##### TEXT
In many machine learning papers experiments are done and little confidence bars are reported for the results. This often seems quite clear, until you actually try to figure out what it means. There are several different kinds of ‘confidence’ being used, and it’s easy to become confused.
- Confidence = Probability. For those who haven’t worried about confidence for a long time, confidence is simply the probability of some event. You are confident about events which have a large probability. This meaning of confidence is inadequate in many applications because we want to reason about how much more information we have, how much more is needed, and where to get it. As an example, a learning algorithm might predict that the probability of an event is 0.5, but it’s unclear if the probability is 0.5 because no examples have been provided or 0.5 because many examples have been provided and the event is simply fundamentally uncertain.
- Classical Confidence Intervals. These are common in learning theory. The essential idea is that world has some true-but-hidden value, such as the error rate of a classifier. Given observations from the world (such as err-or-not on examples), an interval is constructed around the hidden value. The semantics of the classical confidence interval is: the (random) interval contains the (determistic but unknown) value, with high probability. Classical confidence intervals (as applied in machine learning) typically require that observations are independent. They have some drawbacks discussed previously. One drawback of concern is that classical confidence intervals breakdown rapidly when conditioning on information.
- Bayesian Confidence Intervals. These are common in several machine learning applications. If you have a prior distribution over the way the world creates observations, then you can use Bayes law to construct a posterior distribution over the way the world creates observations. With respect to this posterior distribution, you construct an interval containing the truth with high probability. The semantics of a Bayesian confidence interval is “If the world is drawn from the prior the interval contains the truth with high probability”. No assumption of independent samples is required. Unlike classical confidence intervals, it’s easy to have a statement conditioned on features. For example, “the probability of disease given the observations is in [0.8,1]”. My principal source of uneasiness with respect to Bayesian confidence intervals is the “If the world is drawn from the prior” clause—I believe it is difficult to know and specify a correct prior distribution. Many Bayesians aren’t bothered by this, but the meaning of a Bayesian confidence interval becomes unclear if you work with an incorrect (or subjective) prior.
##########
##### EXTRACTED DATA
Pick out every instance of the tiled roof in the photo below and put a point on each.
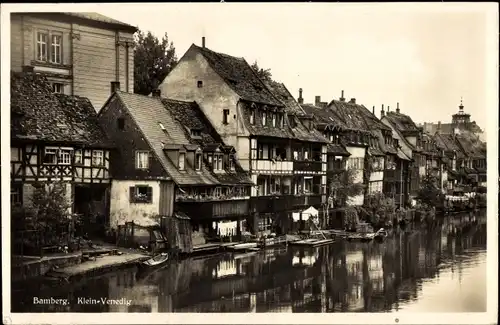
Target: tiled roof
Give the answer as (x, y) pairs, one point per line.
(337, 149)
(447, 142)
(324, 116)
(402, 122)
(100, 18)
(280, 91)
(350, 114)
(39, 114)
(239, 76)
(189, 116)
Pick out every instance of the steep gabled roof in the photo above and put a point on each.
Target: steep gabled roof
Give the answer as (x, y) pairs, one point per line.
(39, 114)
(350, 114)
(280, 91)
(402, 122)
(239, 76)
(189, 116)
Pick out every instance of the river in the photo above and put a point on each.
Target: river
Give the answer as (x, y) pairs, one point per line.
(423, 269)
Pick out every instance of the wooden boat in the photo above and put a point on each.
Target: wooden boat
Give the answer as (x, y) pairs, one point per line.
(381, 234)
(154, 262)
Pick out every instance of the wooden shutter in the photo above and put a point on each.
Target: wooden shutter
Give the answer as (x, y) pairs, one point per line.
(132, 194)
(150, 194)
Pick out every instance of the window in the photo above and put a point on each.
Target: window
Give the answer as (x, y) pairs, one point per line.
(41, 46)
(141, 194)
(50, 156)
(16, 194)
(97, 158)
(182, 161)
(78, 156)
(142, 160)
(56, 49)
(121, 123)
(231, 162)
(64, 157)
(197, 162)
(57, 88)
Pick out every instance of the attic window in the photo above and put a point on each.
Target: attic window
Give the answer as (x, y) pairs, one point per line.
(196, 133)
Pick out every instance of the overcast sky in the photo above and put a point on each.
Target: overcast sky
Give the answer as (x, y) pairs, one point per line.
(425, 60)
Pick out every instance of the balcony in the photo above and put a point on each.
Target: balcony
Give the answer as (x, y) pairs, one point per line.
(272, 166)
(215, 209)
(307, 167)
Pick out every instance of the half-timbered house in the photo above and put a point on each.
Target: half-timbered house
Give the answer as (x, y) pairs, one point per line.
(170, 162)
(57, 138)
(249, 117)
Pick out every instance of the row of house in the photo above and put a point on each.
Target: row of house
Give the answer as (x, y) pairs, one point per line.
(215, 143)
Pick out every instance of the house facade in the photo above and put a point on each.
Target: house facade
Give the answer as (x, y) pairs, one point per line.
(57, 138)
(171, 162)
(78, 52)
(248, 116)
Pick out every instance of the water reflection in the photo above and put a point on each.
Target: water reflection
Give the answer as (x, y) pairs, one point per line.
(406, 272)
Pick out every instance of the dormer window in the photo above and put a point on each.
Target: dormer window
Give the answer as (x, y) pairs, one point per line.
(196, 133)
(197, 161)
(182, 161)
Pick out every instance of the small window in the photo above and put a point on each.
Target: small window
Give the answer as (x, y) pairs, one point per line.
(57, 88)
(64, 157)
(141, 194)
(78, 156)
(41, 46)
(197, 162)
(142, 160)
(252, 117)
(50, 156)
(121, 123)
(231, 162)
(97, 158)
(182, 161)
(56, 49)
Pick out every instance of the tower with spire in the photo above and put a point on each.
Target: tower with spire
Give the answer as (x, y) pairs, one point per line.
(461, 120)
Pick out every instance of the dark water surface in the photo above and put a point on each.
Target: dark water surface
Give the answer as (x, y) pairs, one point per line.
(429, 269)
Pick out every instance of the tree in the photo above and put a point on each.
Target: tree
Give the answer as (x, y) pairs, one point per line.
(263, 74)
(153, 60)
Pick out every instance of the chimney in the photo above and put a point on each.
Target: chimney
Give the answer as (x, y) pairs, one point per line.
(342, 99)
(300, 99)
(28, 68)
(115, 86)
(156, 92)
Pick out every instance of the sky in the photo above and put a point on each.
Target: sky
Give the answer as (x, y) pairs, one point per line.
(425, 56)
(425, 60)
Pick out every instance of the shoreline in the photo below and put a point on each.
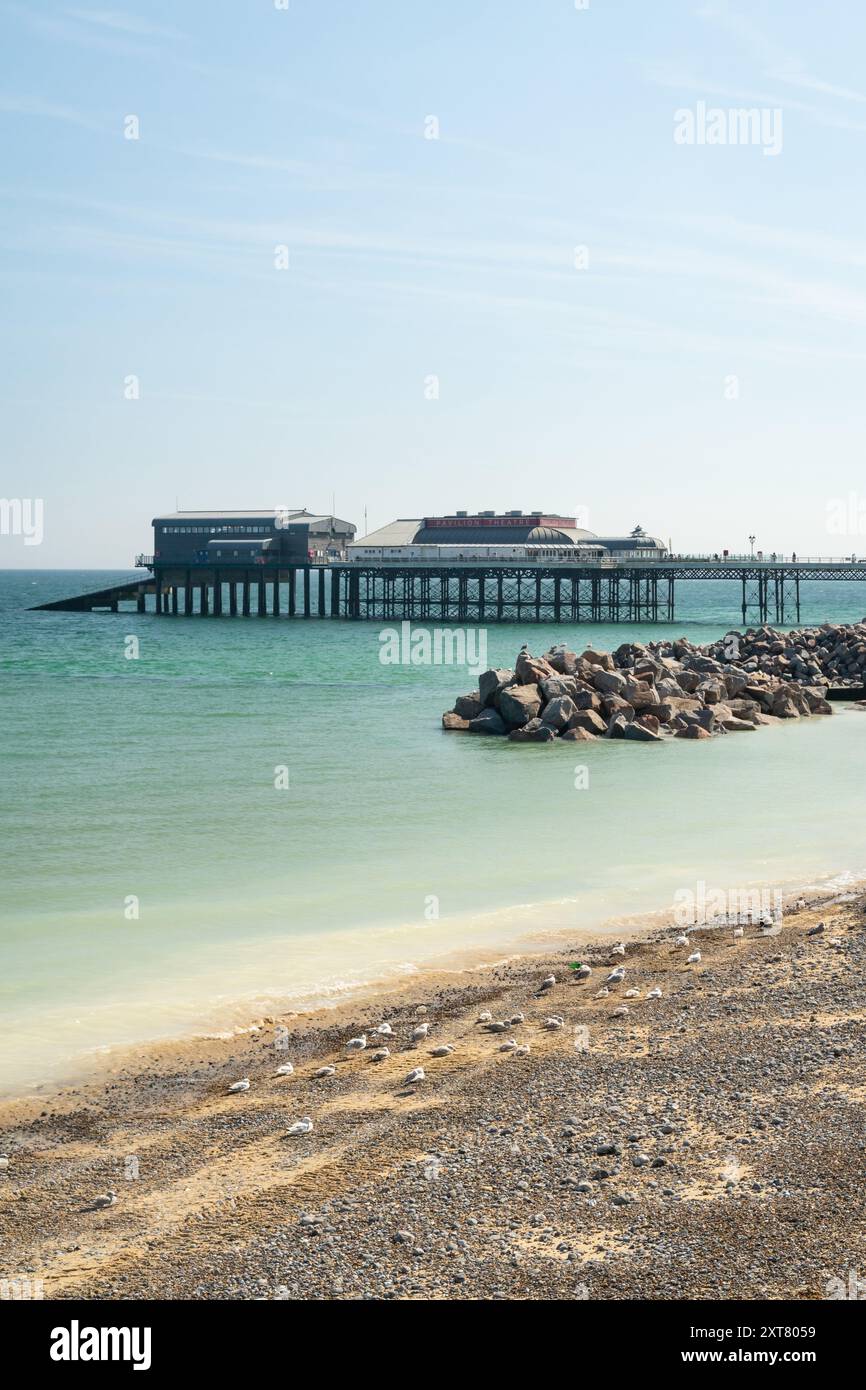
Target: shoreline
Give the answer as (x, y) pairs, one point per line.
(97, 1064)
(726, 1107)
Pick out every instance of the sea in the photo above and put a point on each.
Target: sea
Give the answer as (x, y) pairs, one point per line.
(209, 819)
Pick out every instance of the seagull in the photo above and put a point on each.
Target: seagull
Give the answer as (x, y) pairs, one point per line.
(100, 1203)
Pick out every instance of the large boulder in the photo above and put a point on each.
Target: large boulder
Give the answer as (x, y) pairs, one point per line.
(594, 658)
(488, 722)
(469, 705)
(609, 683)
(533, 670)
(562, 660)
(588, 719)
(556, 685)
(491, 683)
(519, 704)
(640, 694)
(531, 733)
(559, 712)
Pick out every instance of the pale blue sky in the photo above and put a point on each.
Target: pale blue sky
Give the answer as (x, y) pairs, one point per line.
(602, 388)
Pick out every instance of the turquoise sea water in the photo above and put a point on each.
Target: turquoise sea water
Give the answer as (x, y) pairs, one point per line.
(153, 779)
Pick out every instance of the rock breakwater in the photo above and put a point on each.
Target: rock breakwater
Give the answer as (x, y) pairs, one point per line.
##########
##### EXTRACTED DATA
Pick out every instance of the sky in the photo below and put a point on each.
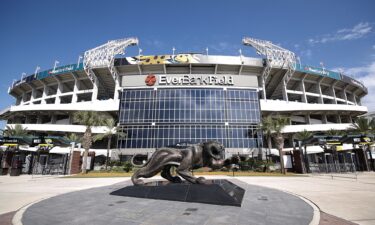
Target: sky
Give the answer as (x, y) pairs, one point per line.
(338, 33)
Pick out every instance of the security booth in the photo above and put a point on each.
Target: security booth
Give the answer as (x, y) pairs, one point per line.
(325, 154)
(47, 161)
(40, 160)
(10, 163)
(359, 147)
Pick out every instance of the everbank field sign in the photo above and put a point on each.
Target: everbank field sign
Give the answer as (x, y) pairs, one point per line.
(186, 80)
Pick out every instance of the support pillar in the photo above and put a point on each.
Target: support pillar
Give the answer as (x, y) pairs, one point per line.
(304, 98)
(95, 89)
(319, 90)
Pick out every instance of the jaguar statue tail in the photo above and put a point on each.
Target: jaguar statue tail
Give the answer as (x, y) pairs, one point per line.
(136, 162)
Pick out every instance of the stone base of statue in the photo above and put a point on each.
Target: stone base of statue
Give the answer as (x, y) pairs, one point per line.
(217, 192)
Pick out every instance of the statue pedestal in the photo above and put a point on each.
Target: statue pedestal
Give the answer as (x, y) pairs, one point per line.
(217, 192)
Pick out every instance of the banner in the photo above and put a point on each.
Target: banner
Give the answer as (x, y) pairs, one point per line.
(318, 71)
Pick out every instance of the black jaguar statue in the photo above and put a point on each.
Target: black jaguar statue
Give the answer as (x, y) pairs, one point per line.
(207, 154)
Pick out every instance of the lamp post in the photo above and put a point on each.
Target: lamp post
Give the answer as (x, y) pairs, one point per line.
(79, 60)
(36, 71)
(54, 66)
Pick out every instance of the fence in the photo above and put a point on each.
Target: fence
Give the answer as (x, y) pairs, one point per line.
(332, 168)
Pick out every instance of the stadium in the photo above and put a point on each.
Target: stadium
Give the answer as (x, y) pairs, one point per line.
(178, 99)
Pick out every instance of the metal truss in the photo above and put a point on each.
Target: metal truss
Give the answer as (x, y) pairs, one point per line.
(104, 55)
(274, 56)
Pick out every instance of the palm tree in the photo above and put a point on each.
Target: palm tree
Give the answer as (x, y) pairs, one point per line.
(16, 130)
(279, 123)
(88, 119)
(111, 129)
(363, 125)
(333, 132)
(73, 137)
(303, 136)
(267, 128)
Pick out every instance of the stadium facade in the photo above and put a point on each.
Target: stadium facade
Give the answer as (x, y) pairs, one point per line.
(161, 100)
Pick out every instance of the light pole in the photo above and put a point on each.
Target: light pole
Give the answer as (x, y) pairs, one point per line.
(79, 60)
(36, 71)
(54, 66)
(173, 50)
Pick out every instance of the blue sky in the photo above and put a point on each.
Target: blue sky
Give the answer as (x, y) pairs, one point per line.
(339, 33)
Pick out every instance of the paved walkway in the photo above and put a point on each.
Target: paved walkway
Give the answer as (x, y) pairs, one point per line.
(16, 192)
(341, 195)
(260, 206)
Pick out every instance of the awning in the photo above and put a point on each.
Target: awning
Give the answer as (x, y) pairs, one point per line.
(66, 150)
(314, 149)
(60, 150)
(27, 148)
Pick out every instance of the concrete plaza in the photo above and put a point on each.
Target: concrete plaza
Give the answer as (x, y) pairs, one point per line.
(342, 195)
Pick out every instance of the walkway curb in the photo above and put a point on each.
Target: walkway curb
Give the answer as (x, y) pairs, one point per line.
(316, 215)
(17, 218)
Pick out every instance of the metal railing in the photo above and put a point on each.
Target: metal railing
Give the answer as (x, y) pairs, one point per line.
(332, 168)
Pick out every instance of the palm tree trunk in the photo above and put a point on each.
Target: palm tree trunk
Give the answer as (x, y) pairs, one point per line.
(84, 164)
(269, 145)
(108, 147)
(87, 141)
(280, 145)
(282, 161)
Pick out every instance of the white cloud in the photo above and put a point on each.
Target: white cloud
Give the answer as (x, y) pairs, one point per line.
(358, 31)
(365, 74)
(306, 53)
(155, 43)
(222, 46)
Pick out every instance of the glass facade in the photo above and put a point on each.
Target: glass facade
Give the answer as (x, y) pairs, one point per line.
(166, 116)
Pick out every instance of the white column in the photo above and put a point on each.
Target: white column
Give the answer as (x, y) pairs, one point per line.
##########
##### EXTRACTED DATA
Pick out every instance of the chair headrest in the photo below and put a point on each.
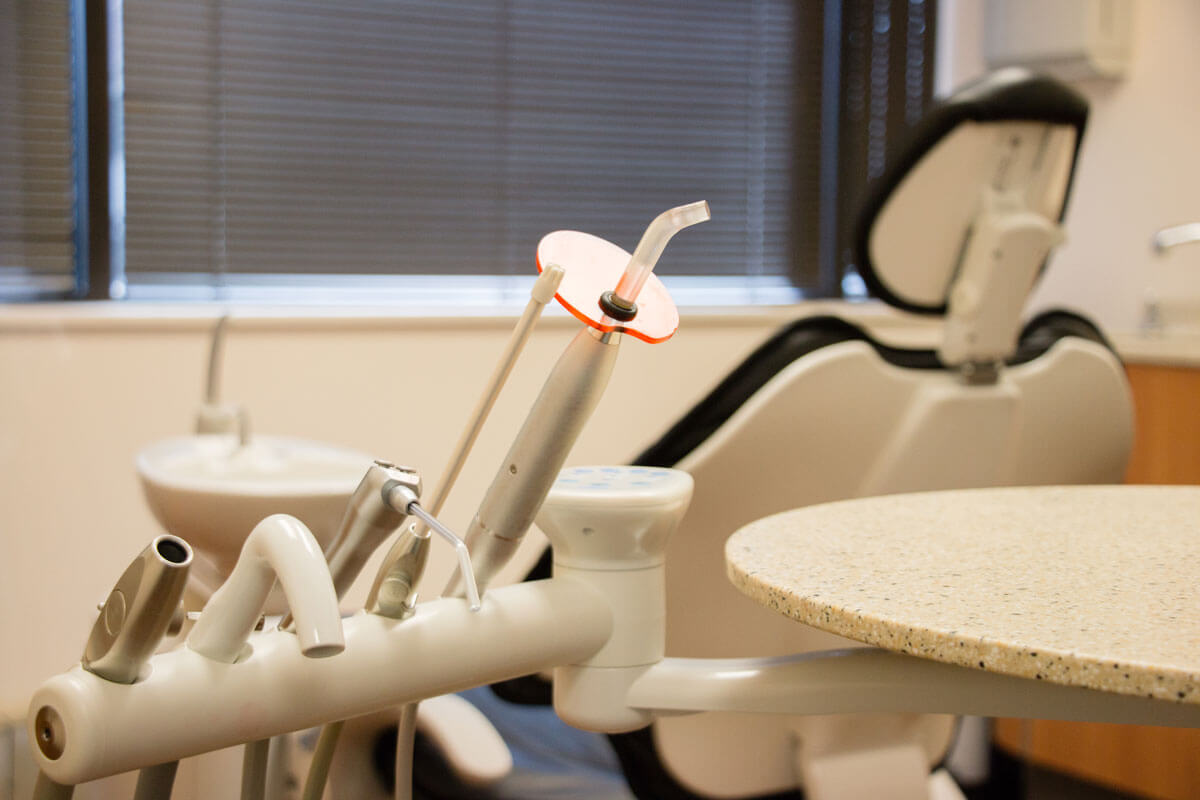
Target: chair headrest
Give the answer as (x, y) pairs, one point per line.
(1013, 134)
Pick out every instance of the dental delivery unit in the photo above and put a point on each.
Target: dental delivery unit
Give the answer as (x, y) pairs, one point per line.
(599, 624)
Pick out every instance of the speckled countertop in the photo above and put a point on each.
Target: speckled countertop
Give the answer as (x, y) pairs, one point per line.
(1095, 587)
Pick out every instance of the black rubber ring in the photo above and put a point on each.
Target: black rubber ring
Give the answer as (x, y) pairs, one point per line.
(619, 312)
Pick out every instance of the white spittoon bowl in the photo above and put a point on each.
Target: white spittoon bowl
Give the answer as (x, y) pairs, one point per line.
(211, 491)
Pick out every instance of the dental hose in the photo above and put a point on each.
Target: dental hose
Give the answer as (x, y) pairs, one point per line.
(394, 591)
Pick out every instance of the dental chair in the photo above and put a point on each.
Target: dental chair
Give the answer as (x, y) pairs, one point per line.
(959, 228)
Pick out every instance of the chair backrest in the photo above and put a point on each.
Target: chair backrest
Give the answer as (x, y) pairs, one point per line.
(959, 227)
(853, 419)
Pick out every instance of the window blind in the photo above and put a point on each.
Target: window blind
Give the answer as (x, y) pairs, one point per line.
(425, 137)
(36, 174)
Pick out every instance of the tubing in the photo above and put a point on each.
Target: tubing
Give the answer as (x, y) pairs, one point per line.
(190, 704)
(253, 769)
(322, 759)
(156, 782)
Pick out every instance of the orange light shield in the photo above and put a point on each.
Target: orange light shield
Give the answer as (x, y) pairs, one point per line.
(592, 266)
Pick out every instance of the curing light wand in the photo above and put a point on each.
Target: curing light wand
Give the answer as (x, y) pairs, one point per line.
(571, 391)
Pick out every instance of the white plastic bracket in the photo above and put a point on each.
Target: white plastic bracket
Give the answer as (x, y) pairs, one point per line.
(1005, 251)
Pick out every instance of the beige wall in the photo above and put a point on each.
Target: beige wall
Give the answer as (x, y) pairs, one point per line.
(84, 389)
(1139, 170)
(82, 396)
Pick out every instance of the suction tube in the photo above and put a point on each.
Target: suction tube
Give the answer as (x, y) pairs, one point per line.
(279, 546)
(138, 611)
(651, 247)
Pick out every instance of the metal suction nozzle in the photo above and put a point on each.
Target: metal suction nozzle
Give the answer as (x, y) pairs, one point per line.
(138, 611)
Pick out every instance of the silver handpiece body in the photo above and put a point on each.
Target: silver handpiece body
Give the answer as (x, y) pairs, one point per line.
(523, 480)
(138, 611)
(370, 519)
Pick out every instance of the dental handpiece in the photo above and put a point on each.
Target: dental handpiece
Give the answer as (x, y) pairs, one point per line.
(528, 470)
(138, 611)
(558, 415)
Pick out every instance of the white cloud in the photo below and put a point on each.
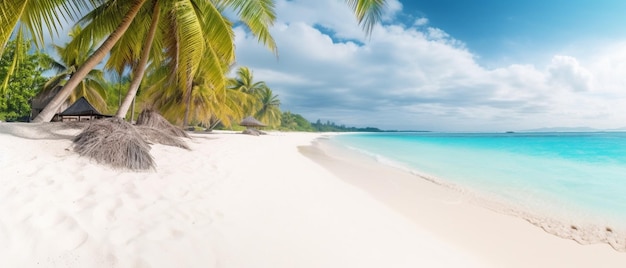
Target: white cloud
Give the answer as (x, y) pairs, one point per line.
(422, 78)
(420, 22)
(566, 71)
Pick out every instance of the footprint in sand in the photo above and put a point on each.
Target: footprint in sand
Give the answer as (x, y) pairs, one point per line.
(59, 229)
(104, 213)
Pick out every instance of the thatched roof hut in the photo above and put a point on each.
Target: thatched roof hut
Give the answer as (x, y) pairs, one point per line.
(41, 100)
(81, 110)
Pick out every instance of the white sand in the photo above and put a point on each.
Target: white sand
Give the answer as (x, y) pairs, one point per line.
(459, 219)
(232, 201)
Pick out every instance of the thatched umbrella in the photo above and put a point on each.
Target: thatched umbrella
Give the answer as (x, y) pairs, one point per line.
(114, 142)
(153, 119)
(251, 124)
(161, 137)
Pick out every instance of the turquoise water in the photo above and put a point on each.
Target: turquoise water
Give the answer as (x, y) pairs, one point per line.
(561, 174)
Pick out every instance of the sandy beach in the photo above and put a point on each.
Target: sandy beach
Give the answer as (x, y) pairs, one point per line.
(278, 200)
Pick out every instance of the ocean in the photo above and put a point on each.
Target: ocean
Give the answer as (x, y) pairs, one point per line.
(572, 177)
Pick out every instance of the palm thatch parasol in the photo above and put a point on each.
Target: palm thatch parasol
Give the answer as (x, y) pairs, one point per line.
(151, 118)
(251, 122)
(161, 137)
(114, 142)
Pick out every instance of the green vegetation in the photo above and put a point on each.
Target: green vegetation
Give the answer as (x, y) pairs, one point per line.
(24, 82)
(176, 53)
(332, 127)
##########
> _BRIEF_: Retype the part of the text on confidence in machine learning that begins at the words "In many machine" and stops after "to become confused.".

> _RESPONSE BOX_:
In many machine learning papers experiments are done and little confidence bars are reported for the results. This often seems quite clear, until you actually try to figure out what it means. There are several different kinds of ‘confidence’ being used, and it’s easy to become confused.